**EXCERPT**
__________

# Sestos Pid



## Kingbrownbrewing (3/1/13)

I know there has been a lot of mention about these in different threads, but I think now with so many people taking advantage of Nev's awesome and cheap HERMs system, that there should be a dedicated thread to this type of PID.

You can buy them on ebay for around $40 delivered.

They have about a million settings and the instructions are in Chingrish.

I believe that they are a good controller if programmed right, but contrary to what everyone previously has advised, the auto-tune is not the definitive word on them.

Yes, I used auto tune to get it to keep my temp within 0.1 degree for my mash, which is exactly what I wanted, but if you want to do specific rests/ increase your ramp time for mashout etc, then some more things need to be adjusted.

I have a system that with a dodgy chinese STC was getting 1.5-2 degrees p/minute ramp time, and when I change only the PIDs the ramp time is lucky to be 0.5 degrees p/minute.

Has anyone else figured out how to speed up the ramp time?

__________

**RECORDS PROVIDED**
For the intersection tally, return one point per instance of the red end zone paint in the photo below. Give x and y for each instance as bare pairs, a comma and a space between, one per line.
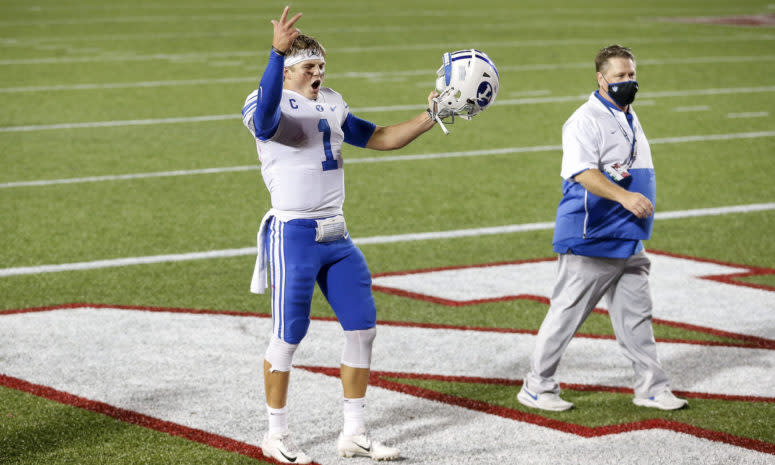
380, 379
745, 340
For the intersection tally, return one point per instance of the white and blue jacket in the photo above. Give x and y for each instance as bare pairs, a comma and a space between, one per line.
596, 135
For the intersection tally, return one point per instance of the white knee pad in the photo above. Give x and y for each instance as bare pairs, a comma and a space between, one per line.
279, 354
357, 347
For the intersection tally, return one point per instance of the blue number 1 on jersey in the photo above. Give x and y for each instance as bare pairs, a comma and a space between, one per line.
330, 163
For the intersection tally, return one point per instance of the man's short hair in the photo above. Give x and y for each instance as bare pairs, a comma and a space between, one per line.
307, 44
612, 51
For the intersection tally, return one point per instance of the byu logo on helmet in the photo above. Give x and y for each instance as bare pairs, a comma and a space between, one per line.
484, 94
467, 83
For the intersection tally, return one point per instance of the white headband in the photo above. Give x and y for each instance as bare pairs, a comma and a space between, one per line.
303, 55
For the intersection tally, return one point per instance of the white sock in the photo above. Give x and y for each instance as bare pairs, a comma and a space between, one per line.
278, 419
354, 422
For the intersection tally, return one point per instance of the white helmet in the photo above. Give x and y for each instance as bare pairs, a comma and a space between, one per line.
467, 82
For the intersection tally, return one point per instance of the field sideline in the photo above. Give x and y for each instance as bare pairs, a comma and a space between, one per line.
130, 193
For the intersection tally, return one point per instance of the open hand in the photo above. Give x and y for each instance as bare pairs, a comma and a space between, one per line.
284, 31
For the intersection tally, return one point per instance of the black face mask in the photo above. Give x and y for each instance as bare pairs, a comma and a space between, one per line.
623, 93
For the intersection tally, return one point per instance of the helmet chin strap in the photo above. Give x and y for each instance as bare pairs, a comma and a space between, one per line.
438, 120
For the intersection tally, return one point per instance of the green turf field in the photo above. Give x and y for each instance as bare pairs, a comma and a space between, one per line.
91, 90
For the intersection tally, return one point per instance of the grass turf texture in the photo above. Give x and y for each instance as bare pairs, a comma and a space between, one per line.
94, 221
34, 430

__________

**EXERCISE SET**
1 – In the Sestos PID thread, give the passage again starting with "They have about" and going on through "word on them.", changing "controller" to "regulator".
2 – Please lay out the lines of the records, starting with the line with "the white sock" and going on through the end of the records, as a Markdown table with the columns Row and Line, skipping blank lines.

**ANSWERS PROVIDED**
1 –
They have about a million settings and the instructions are in Chingrish.

I believe that they are a good regulator if programmed right, but contrary to what everyone previously has advised, the auto-tune is not the definitive word on them.

2 –
| Row | Line |
|---|---|
| 1 | For the intersection tally, return one point per instance of the white sock in the photo above. Give x and y for each instance as bare pairs, a comma and a space between, one per line. |
| 2 | 278, 419 |
| 3 | 354, 422 |
| 4 | For the intersection tally, return one point per instance of the white helmet in the photo above. Give x and y for each instance as bare pairs, a comma and a space between, one per line. |
| 5 | 467, 82 |
| 6 | For the intersection tally, return one point per instance of the field sideline in the photo above. Give x and y for each instance as bare pairs, a comma and a space between, one per line. |
| 7 | 130, 193 |
| 8 | For the intersection tally, return one point per instance of the open hand in the photo above. Give x and y for each instance as bare pairs, a comma and a space between, one per line. |
| 9 | 284, 31 |
| 10 | For the intersection tally, return one point per instance of the black face mask in the photo above. Give x and y for each instance as bare pairs, a comma and a space between, one per line. |
| 11 | 623, 93 |
| 12 | For the intersection tally, return one point per instance of the helmet chin strap in the photo above. Give x and y for each instance as bare pairs, a comma and a space between, one per line. |
| 13 | 438, 120 |
| 14 | For the intersection tally, return one point per instance of the green turf field in the photo above. Give x and y for each instance as bare pairs, a comma and a space between, one per line. |
| 15 | 91, 90 |
| 16 | For the intersection tally, return one point per instance of the grass turf texture in the photo above. Give x and y for each instance as bare pairs, a comma and a space between, one per line. |
| 17 | 94, 221 |
| 18 | 34, 430 |